EXERCISE PROMPT:
Give again, word for word, each line below starting at the one that contains "Target: the gravel lot" and ending at the one that contains "Target: the front door".

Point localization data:
▽
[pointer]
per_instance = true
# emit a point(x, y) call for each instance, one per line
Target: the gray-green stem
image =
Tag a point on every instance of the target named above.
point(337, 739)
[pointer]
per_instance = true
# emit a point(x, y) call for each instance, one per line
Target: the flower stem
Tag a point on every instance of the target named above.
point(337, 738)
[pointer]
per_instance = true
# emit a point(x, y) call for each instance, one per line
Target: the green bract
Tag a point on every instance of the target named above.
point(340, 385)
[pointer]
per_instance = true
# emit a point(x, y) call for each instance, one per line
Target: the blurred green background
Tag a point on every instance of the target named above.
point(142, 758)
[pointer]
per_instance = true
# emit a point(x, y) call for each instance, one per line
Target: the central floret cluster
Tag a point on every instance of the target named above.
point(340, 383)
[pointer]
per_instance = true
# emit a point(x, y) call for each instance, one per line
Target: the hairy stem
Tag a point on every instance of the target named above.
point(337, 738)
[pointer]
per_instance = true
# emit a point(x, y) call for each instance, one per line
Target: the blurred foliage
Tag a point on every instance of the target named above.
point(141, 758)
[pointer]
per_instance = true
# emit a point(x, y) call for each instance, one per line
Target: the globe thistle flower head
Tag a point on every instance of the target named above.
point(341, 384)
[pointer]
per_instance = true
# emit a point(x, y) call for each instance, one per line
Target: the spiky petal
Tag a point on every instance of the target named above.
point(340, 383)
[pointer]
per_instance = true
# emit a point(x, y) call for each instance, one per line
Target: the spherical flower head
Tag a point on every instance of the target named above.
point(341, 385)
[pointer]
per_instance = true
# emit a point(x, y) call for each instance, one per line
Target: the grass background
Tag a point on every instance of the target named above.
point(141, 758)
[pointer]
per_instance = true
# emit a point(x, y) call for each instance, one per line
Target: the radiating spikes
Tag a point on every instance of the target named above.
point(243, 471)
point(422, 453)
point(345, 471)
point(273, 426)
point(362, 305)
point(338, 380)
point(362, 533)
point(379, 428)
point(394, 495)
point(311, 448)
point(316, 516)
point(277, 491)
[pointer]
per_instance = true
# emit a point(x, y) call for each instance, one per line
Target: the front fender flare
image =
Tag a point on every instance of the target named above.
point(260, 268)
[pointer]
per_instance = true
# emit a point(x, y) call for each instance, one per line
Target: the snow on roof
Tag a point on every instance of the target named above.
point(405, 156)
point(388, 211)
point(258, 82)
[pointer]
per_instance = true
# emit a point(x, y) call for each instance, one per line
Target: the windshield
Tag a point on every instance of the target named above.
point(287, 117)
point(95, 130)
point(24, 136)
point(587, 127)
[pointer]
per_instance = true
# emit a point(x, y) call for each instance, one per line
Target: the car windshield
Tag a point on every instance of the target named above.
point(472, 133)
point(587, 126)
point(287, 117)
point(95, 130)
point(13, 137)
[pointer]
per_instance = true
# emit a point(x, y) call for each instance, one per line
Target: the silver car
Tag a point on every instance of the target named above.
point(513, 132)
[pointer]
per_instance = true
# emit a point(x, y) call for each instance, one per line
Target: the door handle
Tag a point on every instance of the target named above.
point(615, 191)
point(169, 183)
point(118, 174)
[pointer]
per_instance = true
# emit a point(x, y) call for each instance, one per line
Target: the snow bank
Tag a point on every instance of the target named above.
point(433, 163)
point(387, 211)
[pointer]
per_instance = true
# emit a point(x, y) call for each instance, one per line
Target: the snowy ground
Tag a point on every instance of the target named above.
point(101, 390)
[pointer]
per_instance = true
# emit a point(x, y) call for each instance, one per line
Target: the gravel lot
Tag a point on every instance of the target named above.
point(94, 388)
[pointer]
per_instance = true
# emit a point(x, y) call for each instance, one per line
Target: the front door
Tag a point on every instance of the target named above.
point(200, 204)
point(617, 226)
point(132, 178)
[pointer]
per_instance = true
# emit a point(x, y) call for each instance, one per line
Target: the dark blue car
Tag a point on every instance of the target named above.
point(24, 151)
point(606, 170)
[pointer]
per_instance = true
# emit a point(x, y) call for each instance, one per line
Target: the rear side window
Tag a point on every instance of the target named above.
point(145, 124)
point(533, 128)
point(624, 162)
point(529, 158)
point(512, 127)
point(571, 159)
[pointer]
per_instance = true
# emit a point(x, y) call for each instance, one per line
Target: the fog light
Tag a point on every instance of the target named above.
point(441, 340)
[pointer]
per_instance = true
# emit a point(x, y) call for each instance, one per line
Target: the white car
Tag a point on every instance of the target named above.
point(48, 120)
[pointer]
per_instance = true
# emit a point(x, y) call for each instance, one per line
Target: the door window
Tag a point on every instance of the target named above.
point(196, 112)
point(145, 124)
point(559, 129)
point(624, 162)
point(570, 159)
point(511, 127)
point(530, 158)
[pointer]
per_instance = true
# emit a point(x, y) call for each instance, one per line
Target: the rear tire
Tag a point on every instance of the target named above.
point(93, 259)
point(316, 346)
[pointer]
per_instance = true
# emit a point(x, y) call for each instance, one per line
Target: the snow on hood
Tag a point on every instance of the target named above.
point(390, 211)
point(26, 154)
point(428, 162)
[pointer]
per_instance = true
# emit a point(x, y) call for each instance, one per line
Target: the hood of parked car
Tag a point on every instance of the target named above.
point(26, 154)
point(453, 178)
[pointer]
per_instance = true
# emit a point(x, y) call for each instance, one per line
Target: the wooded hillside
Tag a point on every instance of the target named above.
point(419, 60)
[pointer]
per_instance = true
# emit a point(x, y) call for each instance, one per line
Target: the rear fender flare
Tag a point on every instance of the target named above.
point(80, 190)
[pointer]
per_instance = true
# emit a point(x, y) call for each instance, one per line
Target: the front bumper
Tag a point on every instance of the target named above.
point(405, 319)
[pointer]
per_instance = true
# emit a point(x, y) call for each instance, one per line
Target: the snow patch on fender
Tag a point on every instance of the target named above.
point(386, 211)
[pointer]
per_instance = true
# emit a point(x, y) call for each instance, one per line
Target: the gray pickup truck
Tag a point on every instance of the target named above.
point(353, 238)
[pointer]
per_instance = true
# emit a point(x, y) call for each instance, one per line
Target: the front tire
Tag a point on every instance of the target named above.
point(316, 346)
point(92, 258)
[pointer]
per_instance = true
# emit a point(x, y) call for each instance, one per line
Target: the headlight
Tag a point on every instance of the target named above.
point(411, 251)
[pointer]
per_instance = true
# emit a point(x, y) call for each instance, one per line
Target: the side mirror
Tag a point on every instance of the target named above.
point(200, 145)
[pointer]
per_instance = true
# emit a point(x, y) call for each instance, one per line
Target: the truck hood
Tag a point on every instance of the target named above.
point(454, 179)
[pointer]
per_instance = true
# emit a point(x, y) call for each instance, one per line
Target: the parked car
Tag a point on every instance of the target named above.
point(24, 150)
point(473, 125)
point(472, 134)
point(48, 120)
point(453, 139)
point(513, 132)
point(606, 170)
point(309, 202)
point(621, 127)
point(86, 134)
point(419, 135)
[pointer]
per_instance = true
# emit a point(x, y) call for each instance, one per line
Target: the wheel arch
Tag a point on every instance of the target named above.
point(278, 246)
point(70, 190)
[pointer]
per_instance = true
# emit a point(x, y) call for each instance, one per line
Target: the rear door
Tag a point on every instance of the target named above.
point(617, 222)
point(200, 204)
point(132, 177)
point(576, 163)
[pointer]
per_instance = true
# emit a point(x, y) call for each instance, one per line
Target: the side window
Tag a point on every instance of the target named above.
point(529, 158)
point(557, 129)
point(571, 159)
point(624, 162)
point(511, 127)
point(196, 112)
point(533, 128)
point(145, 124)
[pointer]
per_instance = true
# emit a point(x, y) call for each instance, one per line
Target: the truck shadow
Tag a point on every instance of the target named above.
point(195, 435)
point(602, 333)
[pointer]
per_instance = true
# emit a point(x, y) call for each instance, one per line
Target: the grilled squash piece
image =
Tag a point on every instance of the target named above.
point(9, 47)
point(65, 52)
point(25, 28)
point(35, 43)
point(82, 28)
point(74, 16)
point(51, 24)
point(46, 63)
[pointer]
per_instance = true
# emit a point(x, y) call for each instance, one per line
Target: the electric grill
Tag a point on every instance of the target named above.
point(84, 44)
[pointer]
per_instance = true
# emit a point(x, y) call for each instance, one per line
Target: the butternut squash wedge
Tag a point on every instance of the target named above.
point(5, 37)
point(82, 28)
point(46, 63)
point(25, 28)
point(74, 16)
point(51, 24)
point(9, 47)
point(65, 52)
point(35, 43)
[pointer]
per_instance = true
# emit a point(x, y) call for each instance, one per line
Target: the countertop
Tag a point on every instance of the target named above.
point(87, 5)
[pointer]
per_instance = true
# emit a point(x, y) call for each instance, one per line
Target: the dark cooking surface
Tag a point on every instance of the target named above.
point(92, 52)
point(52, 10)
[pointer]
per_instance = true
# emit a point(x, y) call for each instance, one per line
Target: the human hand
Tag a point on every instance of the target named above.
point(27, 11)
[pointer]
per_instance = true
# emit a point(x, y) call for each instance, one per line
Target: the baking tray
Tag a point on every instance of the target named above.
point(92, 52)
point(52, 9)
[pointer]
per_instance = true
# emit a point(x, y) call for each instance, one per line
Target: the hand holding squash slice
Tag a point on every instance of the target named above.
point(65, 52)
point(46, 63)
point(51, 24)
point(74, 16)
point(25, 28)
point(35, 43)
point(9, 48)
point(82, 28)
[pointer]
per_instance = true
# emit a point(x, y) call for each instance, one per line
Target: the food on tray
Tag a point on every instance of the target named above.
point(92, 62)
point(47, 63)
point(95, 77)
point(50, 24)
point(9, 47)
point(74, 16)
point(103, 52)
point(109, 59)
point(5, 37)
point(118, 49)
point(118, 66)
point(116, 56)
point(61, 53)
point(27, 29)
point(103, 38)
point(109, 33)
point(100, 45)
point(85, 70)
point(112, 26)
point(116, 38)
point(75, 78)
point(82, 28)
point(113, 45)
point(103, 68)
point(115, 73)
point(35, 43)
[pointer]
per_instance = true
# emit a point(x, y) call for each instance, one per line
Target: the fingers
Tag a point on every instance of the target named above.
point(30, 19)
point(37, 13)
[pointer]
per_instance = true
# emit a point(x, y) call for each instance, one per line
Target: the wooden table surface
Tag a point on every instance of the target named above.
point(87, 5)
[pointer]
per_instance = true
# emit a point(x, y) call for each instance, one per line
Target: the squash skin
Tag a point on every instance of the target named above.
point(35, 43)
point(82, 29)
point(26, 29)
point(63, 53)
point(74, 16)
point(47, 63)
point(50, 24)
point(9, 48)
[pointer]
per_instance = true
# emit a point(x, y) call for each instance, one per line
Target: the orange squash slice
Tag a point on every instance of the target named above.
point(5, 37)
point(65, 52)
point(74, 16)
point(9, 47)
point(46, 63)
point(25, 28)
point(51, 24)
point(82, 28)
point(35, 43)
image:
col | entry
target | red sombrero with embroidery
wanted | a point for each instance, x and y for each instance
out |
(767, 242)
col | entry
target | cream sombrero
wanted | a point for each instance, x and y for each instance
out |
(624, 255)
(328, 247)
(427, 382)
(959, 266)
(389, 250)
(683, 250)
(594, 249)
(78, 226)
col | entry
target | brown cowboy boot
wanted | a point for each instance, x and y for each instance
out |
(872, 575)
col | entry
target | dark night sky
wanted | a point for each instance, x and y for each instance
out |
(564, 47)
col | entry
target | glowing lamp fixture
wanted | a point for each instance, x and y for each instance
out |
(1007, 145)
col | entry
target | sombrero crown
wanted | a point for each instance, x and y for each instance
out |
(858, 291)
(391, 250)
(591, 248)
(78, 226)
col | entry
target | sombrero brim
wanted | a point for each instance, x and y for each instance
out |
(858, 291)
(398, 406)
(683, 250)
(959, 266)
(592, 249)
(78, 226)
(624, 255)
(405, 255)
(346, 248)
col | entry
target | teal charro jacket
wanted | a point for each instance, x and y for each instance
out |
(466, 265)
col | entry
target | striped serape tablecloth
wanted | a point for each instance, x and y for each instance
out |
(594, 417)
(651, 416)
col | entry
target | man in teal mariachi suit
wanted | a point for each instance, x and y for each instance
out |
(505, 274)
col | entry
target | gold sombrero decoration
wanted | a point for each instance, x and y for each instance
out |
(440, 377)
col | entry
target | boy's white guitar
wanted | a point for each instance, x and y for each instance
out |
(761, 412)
△
EXERCISE OUTPUT:
Target: the gravel lot
Tag a point on every instance of the target named above.
point(94, 388)
[pointer]
per_instance = true
# emit a point(x, y) call for each instance, one per line
Target: the front door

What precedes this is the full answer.